* _Task instructions_
The result must match the data exactly, line for line.
[Available data]
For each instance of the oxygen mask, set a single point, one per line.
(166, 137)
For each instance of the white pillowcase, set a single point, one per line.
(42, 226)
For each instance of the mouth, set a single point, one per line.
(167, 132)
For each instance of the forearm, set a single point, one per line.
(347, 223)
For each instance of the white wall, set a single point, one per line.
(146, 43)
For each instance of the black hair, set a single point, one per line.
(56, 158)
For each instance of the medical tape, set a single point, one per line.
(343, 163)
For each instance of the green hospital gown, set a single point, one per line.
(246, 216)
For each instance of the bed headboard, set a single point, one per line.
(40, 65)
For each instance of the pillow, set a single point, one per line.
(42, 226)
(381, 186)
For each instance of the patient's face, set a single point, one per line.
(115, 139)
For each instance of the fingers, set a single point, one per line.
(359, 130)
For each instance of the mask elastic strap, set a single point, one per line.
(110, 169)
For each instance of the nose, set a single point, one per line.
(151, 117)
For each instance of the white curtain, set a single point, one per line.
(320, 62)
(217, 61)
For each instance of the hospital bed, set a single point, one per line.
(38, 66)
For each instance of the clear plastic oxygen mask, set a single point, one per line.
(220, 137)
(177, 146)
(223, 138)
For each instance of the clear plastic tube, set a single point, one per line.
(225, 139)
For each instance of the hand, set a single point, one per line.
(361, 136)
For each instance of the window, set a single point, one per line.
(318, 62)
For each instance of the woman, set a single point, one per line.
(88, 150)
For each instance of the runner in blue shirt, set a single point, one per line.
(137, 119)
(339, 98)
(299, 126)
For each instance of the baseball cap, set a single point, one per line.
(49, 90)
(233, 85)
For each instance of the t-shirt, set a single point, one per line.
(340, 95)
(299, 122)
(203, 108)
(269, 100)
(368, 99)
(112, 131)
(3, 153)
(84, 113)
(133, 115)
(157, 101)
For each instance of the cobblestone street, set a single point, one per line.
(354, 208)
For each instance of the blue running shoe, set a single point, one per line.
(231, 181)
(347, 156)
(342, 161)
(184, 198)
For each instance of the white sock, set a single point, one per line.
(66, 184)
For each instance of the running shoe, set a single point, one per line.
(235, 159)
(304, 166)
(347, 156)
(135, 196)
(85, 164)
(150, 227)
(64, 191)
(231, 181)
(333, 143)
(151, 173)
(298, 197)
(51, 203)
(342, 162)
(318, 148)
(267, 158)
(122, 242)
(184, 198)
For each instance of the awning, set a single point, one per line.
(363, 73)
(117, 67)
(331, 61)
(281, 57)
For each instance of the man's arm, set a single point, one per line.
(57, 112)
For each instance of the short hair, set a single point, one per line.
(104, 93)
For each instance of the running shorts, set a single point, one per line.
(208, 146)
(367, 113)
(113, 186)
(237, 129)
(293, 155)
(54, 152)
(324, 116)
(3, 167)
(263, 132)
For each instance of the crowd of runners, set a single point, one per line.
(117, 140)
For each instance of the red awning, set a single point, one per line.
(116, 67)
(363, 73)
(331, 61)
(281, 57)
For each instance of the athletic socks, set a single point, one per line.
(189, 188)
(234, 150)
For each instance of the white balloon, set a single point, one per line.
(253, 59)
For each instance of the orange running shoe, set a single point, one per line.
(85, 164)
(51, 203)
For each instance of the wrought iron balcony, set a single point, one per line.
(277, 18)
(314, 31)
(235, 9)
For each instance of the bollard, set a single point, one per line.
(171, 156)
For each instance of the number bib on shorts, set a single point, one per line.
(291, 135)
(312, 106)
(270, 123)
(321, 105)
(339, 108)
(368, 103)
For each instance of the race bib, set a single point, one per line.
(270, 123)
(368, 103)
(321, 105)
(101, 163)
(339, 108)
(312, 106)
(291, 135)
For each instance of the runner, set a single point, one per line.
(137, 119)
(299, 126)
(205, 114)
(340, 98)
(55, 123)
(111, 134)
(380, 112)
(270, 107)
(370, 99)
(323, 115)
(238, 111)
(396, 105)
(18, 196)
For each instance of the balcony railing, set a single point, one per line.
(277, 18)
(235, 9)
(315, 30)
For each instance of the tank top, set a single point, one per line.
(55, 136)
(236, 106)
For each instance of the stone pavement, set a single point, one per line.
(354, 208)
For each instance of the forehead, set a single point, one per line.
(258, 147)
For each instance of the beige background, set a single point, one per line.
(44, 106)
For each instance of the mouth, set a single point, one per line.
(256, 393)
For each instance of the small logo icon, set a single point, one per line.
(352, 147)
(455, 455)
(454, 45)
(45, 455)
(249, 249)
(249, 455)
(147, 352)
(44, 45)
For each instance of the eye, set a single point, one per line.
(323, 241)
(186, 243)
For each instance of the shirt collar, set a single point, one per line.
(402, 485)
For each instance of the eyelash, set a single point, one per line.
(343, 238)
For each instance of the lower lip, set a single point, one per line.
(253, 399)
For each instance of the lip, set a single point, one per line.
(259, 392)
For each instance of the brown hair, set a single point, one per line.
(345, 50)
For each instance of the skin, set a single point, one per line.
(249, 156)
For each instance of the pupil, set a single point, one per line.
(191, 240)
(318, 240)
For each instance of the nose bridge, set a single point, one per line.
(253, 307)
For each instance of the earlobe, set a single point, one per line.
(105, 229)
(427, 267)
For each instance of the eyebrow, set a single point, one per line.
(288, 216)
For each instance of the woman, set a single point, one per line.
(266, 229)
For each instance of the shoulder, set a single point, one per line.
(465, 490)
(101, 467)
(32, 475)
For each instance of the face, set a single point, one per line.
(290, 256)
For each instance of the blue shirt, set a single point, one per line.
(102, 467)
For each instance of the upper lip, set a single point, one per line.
[/Available data]
* _Exercise result_
For each instance of the oxygen mask, set a single point, one per line.
(166, 137)
For each instance of the white pillowcase, set a single point, one per line.
(42, 226)
For each instance of the mouth, set a single point, one per line.
(167, 132)
For each instance of the forearm, set a single point, one per line.
(347, 223)
For each instance of the white wall, set a single point, one per line.
(146, 43)
For each instance of the black hair, set a single point, one per line.
(56, 158)
For each instance of the medical tape, set a single point, one per line.
(343, 163)
For each instance of the green hospital gown, set a single point, one per line.
(246, 216)
For each instance of the bed headboard, set a single point, one per line.
(40, 65)
For each instance of the pillow, set a single point, one per line.
(42, 226)
(381, 186)
For each instance of the patient's face, set a single point, one per line.
(115, 139)
For each instance of the fingers, set a single point, one per line.
(359, 130)
For each instance of the mask elastic strap, set a single point, one per line.
(110, 169)
For each instance of the nose, set a single point, one per line.
(151, 117)
For each instance of the white curtain, set a single point, one per line.
(320, 62)
(217, 61)
For each instance of the hospital bed, set a single point, one per line.
(38, 66)
For each instance of the clear plastic oxygen mask, set a single point, one per line.
(220, 137)
(177, 146)
(223, 138)
For each instance of the clear plastic tube, set a single point, one per line.
(225, 139)
For each instance of the hand, set a single point, one per line.
(361, 136)
For each instance of the window, set a single point, one per line.
(318, 62)
For each instance of the woman, set a single point, one per line.
(88, 150)
For each instance of the runner in blue shirt, set a single point, one per line.
(137, 119)
(339, 98)
(299, 126)
For each instance of the baseball cap, set a single point, one per line.
(49, 90)
(233, 85)
For each instance of the t-shirt, set a single point, one per line.
(340, 95)
(299, 122)
(203, 108)
(269, 100)
(368, 99)
(112, 131)
(3, 153)
(84, 113)
(133, 115)
(157, 101)
For each instance of the cobblestone street, set a single point, one per line.
(354, 208)
For each instance of the blue running shoe, set a single point, one per line.
(231, 181)
(347, 156)
(342, 161)
(184, 198)
For each instance of the white sock, set a single point, one per line.
(66, 184)
For each instance of the running shoe, set a single point, one per line.
(235, 159)
(304, 166)
(347, 156)
(135, 196)
(85, 164)
(150, 227)
(64, 191)
(231, 181)
(333, 143)
(151, 173)
(298, 197)
(51, 203)
(342, 162)
(318, 148)
(267, 158)
(122, 242)
(184, 198)
For each instance of the awning, set a single point, one per line.
(363, 73)
(117, 67)
(331, 61)
(281, 57)
For each instance of the man's arm, set a single point, one per line.
(57, 112)
For each instance of the short hair, set a single point, one per line.
(104, 93)
For each instance of the running shorts, set a single point, one per line.
(208, 146)
(367, 113)
(113, 186)
(237, 129)
(293, 155)
(54, 152)
(324, 116)
(3, 167)
(263, 132)
For each instance of the crowd of runners, set a single point, one per line.
(117, 140)
For each instance of the red awning, set a single point, one per line.
(116, 67)
(363, 73)
(331, 61)
(281, 57)
For each instance of the athletic socks, set a single point, one per line.
(189, 188)
(234, 150)
For each instance of the white balloon, set a single point, one per line.
(253, 59)
For each instance of the orange running shoe, set a single point, one per line.
(85, 164)
(51, 203)
For each instance of the wrought iron balcony, set a single point, one per line.
(277, 18)
(314, 31)
(235, 9)
For each instance of the bollard, set a single point, one per line.
(171, 156)
For each instance of the number bib on shorts, set a single point, one per line.
(291, 135)
(312, 106)
(270, 123)
(321, 105)
(339, 108)
(368, 103)
For each instance of the race bib, set a single point, one per line.
(270, 123)
(368, 103)
(321, 105)
(101, 163)
(339, 108)
(312, 106)
(291, 135)
For each instance of the runner, set a single point, one per line.
(137, 119)
(299, 126)
(205, 114)
(340, 98)
(55, 123)
(111, 134)
(380, 112)
(270, 107)
(370, 99)
(323, 115)
(238, 111)
(396, 105)
(18, 196)
For each instance of the balcony railing, set a single point, one per line.
(277, 18)
(235, 9)
(315, 30)
For each instance of the tank top, set a single point, one per line.
(55, 136)
(236, 106)
For each instance of the stone pavement, set a single point, one per line.
(354, 208)
For each instance of the forehead, set a single point, one per line.
(258, 147)
For each instance of the beige background, set a single point, one per line.
(44, 106)
For each instance of the mouth, set a single point, one per line.
(256, 393)
For each instance of the small logo icon, set a single point, one per line.
(352, 147)
(455, 455)
(454, 45)
(45, 455)
(249, 249)
(249, 455)
(147, 352)
(44, 45)
For each instance of the eye, set a single point, one per line.
(323, 241)
(186, 243)
For each instance of the shirt collar, set a single point, one per line.
(402, 485)
For each instance of the eyelash, set a single point, one per line.
(343, 238)
For each instance of the lower lip, set a single point, one per line.
(253, 399)
For each instance of the lip, set a single point, one per line.
(259, 392)
For each instance of the brown hair, set a single point, one per line.
(345, 50)
For each instance of the skin, set a single point, one per line.
(249, 156)
For each instance of the pupil, set a single point, one per line.
(191, 240)
(318, 240)
For each instance of the nose bridge, set a single point, one per line.
(253, 307)
For each instance of the earlobe, set a single point, one per line.
(105, 229)
(427, 267)
For each instance of the eyebrow, set a single point, one per line.
(288, 216)
For each instance of the woman, set a single point, one per line.
(266, 229)
For each instance of the shoulder, set a single point, one per line.
(465, 490)
(101, 467)
(32, 475)
For each instance of the face, set a single point, one per line.
(290, 256)
For each instance of the blue shirt, set a single point, one per line.
(102, 467)
For each instance of the upper lip, set a single point, one per line.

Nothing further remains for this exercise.